╭─ Selected excerpt

Cibao Fútbol Club is a Dominican professional football team based in Santiago de los Caballeros, Dominican Republic, founded in 2015. The team plays in the Liga Dominicana de Fútbol.

History
Cibao Futbol Club was founded on January 1, 2015, ahead of the inaugural season of the Liga Dominicana de Fútbol. The club built a new stadium, Estadio Cibao FC, that opened on March 8, 2015.

Cibao FC partnered with the Pontificia Universidad Católica Madre y Maestra and the ARMID Foundation to build the stadium and form a development academy. The Pontificia Universidad Católica Madre y Maestra contributed 26,187 square meters of land for the construction of the stadium. The ARMID-Foundation Real Madrid Foundation used these facilities to establish the first Real Madrid Foundation's Tecnification School in Latin America, which will be responsible for giving sports and academic training to children and adolescents.

On May 21st of 2017 the team won the 2017 Caribbean Club Championship by defeating San Juan Jabloteh in the final, becoming the first team from the Dominican Republic to be crowned Caribbean club champions and the first to qualify for the CONCACAF Champions League, the  team played against Guadalajara in the 2018 CONCACAF Champions League.

╰─
╭─ Given entries

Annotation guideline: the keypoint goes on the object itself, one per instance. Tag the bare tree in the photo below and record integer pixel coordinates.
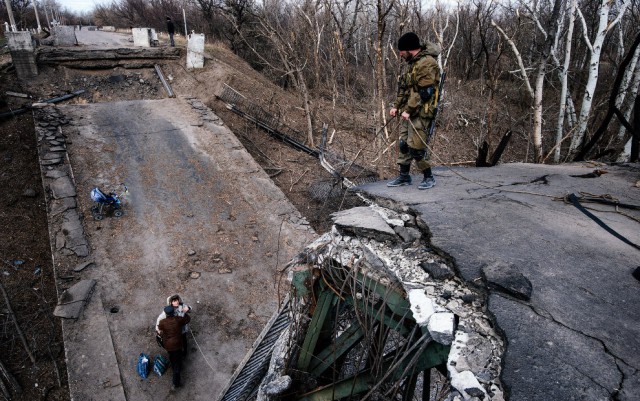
(595, 50)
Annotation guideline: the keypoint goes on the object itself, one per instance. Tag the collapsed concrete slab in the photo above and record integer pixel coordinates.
(560, 285)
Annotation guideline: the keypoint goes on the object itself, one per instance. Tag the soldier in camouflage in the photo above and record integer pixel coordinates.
(416, 103)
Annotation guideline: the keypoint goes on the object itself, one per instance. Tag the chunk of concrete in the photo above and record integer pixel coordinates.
(467, 384)
(507, 279)
(63, 187)
(363, 222)
(73, 300)
(441, 326)
(61, 205)
(408, 234)
(83, 266)
(438, 271)
(278, 386)
(141, 37)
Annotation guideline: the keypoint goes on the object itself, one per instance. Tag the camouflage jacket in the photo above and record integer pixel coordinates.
(423, 71)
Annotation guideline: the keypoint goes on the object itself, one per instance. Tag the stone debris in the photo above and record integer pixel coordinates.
(441, 327)
(83, 266)
(364, 222)
(452, 312)
(69, 234)
(73, 300)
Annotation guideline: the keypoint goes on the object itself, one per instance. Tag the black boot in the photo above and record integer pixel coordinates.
(403, 179)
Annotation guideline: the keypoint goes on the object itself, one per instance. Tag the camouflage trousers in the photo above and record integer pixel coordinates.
(414, 135)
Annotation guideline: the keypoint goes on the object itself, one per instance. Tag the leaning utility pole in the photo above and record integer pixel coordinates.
(35, 8)
(12, 21)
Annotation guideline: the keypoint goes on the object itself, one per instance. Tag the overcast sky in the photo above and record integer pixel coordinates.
(81, 5)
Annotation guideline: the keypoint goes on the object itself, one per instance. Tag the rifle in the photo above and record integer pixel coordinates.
(432, 124)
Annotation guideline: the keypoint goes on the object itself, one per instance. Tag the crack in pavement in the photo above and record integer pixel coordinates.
(555, 320)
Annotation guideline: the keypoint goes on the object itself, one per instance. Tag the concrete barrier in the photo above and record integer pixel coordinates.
(64, 35)
(141, 37)
(22, 54)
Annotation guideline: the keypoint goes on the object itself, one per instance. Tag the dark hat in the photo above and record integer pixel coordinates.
(409, 41)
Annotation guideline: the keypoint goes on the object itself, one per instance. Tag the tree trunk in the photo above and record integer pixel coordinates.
(595, 49)
(537, 112)
(635, 83)
(302, 85)
(563, 80)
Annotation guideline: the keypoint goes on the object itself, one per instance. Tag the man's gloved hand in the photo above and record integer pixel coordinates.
(427, 93)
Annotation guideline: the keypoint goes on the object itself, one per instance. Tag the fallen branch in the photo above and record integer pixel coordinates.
(10, 379)
(5, 391)
(299, 178)
(15, 322)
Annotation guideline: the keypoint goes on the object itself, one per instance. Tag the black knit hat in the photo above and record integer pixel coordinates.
(409, 41)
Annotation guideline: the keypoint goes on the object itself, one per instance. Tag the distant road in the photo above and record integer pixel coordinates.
(102, 39)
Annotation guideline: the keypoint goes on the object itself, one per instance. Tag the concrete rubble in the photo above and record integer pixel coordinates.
(450, 310)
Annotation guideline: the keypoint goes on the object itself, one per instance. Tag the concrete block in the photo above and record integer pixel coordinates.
(64, 35)
(421, 306)
(441, 327)
(22, 54)
(467, 384)
(195, 51)
(141, 37)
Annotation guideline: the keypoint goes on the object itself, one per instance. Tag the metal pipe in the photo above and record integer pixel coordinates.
(167, 87)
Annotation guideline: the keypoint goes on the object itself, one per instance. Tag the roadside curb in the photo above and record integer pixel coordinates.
(87, 357)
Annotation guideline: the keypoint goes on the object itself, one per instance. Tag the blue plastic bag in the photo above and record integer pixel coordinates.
(160, 365)
(144, 366)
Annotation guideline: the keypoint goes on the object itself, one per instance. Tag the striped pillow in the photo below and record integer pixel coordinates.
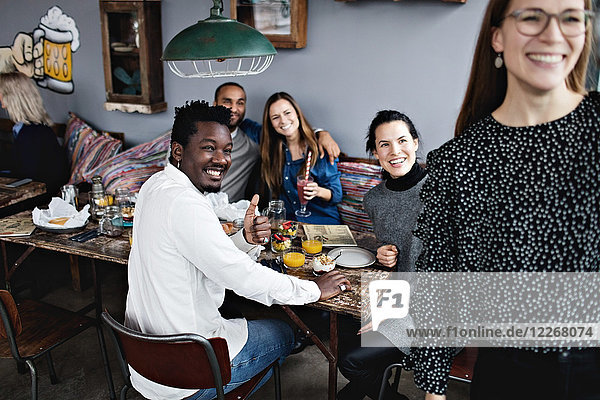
(357, 179)
(131, 168)
(86, 148)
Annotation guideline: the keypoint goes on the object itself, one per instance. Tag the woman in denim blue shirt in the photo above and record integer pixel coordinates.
(286, 140)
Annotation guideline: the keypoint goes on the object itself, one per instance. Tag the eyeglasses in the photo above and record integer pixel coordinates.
(533, 21)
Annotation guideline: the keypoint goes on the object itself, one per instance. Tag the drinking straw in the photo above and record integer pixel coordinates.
(307, 172)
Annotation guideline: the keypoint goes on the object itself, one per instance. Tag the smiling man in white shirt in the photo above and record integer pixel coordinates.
(182, 261)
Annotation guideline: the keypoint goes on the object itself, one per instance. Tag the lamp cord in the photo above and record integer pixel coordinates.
(217, 9)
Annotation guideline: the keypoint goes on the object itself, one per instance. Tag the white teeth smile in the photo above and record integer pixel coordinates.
(397, 161)
(213, 172)
(546, 58)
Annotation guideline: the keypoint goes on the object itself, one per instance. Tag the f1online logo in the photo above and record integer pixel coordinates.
(389, 299)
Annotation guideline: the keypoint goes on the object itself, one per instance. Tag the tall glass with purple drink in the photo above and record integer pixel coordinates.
(301, 184)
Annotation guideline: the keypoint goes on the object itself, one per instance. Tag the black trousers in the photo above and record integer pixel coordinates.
(522, 374)
(364, 366)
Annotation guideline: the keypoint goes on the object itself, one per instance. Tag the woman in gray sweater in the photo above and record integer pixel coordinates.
(393, 207)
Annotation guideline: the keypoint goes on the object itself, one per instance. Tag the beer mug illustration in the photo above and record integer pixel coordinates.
(60, 38)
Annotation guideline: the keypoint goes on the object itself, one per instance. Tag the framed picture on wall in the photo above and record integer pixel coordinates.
(283, 22)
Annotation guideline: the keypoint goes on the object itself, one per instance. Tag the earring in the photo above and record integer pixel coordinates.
(498, 62)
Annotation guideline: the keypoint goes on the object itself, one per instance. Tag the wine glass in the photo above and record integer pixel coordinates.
(301, 184)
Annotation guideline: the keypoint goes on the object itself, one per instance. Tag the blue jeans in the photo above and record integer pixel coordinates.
(268, 340)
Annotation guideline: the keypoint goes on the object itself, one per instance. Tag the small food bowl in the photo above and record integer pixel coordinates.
(294, 257)
(288, 228)
(323, 264)
(280, 243)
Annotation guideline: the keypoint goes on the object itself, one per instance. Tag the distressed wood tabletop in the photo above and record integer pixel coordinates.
(10, 196)
(116, 249)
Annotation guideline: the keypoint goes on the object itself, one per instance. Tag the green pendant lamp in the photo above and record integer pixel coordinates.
(218, 47)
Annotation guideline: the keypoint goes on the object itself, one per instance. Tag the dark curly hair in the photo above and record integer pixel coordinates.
(192, 112)
(385, 116)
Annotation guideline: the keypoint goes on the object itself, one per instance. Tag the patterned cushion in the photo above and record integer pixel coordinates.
(86, 148)
(131, 168)
(357, 179)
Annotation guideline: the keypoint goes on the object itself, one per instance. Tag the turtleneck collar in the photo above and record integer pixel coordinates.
(407, 181)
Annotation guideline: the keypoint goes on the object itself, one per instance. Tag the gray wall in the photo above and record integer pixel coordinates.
(361, 57)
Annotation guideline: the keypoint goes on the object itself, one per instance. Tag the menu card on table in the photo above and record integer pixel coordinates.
(15, 226)
(332, 235)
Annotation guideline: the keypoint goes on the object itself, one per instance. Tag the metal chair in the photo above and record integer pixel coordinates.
(31, 329)
(461, 370)
(159, 358)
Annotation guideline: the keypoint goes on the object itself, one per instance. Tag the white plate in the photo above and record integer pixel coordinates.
(352, 257)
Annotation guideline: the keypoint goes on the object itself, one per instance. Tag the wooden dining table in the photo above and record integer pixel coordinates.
(116, 250)
(13, 196)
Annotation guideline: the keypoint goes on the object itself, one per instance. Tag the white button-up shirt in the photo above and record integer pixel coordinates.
(181, 263)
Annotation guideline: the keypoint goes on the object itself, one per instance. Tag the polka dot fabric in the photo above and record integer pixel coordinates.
(502, 198)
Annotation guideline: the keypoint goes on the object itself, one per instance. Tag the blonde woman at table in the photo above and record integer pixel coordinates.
(36, 153)
(524, 170)
(393, 207)
(286, 141)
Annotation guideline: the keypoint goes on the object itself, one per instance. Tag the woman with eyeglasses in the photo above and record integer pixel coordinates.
(518, 188)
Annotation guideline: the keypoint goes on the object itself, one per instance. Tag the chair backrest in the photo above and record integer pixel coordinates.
(184, 361)
(11, 322)
(463, 365)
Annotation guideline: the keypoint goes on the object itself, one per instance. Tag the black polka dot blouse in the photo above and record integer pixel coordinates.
(502, 198)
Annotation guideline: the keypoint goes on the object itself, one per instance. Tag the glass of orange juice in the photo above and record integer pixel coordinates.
(312, 247)
(293, 257)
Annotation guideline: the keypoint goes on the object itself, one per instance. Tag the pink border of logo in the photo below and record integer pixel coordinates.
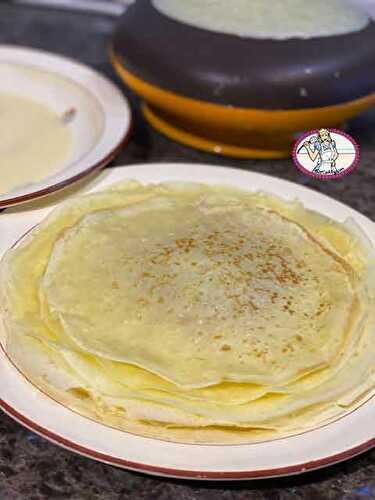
(323, 177)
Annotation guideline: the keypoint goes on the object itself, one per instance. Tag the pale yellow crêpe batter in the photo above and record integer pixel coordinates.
(34, 141)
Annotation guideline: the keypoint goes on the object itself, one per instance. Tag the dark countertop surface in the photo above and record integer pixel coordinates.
(31, 468)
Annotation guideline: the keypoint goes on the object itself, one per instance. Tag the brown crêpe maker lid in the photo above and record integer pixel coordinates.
(244, 72)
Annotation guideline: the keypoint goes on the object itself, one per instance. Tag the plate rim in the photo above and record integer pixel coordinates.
(182, 473)
(52, 187)
(170, 471)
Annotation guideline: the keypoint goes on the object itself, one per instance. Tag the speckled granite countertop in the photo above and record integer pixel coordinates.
(30, 467)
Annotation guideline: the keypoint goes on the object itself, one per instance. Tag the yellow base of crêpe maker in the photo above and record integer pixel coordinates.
(239, 97)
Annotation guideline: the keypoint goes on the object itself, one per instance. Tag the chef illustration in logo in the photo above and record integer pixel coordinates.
(326, 153)
(321, 149)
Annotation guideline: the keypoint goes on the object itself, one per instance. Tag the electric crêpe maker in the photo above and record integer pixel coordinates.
(245, 78)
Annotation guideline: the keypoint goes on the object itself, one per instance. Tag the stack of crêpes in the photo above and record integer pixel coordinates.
(193, 313)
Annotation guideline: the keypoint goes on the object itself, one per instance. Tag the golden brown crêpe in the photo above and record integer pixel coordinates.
(192, 313)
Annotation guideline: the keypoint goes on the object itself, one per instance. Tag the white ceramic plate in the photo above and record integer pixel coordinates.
(100, 121)
(338, 441)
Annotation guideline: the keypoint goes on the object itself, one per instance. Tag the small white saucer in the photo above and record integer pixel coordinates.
(96, 111)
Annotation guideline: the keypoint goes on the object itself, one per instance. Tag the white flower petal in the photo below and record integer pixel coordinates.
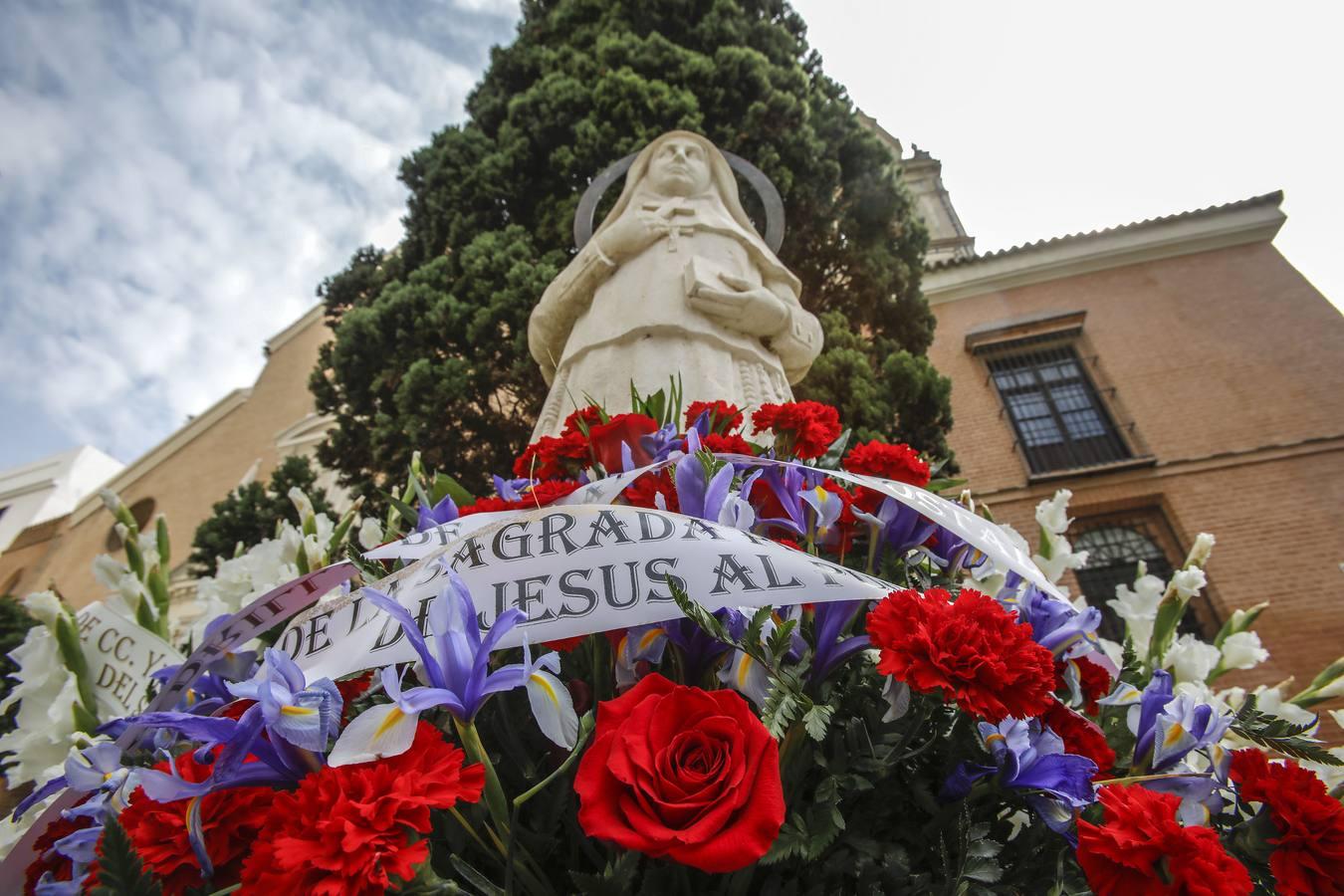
(553, 708)
(375, 734)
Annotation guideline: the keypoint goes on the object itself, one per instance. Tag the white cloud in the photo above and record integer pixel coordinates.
(176, 179)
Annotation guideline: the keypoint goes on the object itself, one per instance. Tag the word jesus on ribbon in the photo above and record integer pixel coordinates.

╰─

- Problems to work on
[A] In the Cibao FC article, how much land did the Pontificia Universidad Católica Madre y Maestra contribute for the stadium?
[B] Reproduce the passage from the Cibao FC article starting at "Cibao Fútbol Club" and ending at "in the Liga Dominicana de Fútbol.".

- Full answers
[A] 26,187 square meters

[B]
Cibao Fútbol Club is a Dominican professional football team based in Santiago de los Caballeros, Dominican Republic, founded in 2015. The team plays in the Liga Dominicana de Fútbol.